Having found the line that contains "Target: white window blind", please retype only it and every line after it up to the end of the entries, exactly as written.
==============================
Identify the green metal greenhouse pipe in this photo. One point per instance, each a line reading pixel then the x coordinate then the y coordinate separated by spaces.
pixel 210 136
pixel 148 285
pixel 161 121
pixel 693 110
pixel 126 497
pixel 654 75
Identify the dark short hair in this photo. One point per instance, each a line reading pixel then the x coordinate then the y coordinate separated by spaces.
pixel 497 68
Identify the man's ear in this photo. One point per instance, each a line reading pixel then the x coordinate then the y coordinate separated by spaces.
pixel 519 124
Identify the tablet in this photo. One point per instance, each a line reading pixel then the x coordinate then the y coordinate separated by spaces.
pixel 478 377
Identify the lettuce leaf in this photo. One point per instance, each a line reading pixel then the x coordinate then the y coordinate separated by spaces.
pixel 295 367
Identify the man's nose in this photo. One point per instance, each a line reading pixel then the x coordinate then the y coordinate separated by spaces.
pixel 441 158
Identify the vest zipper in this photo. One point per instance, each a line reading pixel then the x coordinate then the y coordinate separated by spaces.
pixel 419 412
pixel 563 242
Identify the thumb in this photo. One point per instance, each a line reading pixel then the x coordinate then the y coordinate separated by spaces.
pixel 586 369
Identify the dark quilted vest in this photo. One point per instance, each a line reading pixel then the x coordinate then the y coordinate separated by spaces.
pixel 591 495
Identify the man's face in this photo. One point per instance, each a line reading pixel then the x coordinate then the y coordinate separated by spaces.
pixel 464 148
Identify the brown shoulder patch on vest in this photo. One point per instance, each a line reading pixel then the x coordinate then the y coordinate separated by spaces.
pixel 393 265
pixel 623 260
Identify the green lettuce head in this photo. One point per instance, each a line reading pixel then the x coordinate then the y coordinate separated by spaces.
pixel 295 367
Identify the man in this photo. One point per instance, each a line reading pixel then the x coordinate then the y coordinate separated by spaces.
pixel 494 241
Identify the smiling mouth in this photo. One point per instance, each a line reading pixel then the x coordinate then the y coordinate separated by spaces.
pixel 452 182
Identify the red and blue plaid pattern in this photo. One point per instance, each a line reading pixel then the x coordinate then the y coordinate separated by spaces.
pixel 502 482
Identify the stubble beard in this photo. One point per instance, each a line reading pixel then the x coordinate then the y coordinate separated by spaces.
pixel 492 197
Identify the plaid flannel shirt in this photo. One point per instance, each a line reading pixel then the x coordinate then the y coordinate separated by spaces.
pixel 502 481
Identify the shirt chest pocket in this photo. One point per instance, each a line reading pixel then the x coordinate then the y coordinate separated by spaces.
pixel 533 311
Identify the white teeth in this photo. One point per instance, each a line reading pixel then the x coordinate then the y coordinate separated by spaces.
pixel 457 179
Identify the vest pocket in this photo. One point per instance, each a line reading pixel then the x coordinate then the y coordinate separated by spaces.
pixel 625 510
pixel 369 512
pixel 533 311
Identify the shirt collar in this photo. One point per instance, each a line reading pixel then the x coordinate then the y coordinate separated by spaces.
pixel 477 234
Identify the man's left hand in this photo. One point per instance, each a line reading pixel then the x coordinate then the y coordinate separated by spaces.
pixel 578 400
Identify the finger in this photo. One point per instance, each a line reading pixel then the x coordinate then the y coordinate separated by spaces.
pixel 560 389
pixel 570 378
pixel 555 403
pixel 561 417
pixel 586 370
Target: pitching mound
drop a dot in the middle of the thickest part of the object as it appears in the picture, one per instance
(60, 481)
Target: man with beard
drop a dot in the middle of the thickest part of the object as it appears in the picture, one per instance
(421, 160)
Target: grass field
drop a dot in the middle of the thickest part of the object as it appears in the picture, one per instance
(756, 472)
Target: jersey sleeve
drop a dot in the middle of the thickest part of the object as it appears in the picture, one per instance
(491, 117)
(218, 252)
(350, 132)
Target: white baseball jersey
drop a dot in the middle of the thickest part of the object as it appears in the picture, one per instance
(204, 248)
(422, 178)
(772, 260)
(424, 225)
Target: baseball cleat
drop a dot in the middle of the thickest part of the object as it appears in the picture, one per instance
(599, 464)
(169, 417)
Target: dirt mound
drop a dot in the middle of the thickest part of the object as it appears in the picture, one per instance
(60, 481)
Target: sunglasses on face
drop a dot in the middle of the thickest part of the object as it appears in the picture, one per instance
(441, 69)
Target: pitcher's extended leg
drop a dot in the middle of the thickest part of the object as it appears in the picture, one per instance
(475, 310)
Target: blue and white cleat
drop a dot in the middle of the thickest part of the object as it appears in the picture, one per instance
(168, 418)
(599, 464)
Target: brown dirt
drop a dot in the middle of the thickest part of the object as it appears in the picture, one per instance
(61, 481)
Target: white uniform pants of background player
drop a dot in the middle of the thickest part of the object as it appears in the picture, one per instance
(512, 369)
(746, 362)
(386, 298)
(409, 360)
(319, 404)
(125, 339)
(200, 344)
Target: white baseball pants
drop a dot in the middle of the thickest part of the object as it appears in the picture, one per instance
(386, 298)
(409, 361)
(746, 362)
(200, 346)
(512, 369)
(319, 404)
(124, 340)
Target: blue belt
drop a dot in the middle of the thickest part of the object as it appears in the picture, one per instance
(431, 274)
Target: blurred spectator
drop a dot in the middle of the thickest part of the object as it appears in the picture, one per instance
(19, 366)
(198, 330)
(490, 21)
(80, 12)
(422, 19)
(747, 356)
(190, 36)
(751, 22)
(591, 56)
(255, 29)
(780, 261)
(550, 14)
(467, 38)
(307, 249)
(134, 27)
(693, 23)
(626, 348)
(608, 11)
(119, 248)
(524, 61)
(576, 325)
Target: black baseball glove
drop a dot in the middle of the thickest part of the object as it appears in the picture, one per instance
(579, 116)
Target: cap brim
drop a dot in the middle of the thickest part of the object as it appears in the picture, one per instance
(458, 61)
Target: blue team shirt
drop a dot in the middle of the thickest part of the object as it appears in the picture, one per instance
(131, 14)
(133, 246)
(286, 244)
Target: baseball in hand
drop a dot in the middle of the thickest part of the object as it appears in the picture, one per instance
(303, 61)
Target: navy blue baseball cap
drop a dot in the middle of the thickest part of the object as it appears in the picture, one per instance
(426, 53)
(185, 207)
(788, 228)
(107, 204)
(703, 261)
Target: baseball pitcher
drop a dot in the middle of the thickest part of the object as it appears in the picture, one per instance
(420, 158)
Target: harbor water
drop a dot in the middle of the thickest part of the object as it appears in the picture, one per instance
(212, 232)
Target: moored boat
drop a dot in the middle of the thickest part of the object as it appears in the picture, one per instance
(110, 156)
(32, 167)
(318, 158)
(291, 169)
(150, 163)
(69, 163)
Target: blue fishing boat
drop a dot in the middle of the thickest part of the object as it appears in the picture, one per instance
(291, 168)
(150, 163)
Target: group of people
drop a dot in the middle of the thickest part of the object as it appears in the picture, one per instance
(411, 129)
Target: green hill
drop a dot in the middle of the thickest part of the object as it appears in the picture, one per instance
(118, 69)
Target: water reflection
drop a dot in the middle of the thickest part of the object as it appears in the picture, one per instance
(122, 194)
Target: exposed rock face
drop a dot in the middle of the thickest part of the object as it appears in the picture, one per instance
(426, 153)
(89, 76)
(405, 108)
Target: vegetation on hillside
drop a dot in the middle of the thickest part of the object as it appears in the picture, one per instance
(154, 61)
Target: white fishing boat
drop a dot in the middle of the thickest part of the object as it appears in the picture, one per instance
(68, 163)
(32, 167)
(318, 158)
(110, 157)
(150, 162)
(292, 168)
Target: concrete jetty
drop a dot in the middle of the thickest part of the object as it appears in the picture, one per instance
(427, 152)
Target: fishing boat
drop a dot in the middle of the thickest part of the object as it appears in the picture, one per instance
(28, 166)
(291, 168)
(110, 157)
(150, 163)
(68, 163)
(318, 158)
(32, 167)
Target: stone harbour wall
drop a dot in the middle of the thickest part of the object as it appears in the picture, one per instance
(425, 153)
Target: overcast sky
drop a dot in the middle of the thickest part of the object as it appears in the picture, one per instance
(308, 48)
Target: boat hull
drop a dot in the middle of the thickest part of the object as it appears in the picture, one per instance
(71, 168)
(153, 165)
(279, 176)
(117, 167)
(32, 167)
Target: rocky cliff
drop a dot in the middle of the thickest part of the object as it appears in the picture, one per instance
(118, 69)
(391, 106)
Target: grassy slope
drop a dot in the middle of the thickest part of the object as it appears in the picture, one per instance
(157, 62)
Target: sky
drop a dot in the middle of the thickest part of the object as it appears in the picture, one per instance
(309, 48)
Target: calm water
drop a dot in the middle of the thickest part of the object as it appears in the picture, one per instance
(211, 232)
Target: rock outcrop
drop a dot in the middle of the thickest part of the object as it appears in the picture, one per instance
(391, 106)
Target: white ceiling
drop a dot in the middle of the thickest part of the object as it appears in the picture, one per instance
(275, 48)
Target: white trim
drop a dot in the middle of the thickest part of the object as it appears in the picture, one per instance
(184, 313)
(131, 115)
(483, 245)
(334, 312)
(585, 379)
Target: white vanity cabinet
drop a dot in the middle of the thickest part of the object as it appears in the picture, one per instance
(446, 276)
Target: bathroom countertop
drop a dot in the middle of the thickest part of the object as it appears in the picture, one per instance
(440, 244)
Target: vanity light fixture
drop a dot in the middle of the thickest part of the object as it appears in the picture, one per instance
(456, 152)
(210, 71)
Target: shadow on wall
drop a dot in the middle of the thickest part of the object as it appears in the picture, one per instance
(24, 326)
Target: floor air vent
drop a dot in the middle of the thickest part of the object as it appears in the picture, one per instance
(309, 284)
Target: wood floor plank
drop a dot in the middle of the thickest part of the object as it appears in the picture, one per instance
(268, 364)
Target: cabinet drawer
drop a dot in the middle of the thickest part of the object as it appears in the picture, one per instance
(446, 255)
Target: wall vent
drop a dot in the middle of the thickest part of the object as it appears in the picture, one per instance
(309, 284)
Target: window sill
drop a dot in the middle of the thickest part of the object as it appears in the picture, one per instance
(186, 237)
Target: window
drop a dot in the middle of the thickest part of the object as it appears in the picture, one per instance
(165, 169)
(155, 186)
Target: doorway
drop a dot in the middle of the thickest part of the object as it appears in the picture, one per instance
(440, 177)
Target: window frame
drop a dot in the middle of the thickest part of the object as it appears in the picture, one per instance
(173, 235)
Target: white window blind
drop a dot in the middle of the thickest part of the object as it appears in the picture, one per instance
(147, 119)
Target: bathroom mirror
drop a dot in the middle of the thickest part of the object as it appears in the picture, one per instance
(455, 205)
==============================
-- Exercise output --
Target: white window blind
drop a dot in the middle of the thickest part of the object as it appears in the picture, one per instance
(147, 119)
Target: bathroom mirror
drop a dot in the middle of the thickest part of the object as it appears in the picture, one per instance
(455, 205)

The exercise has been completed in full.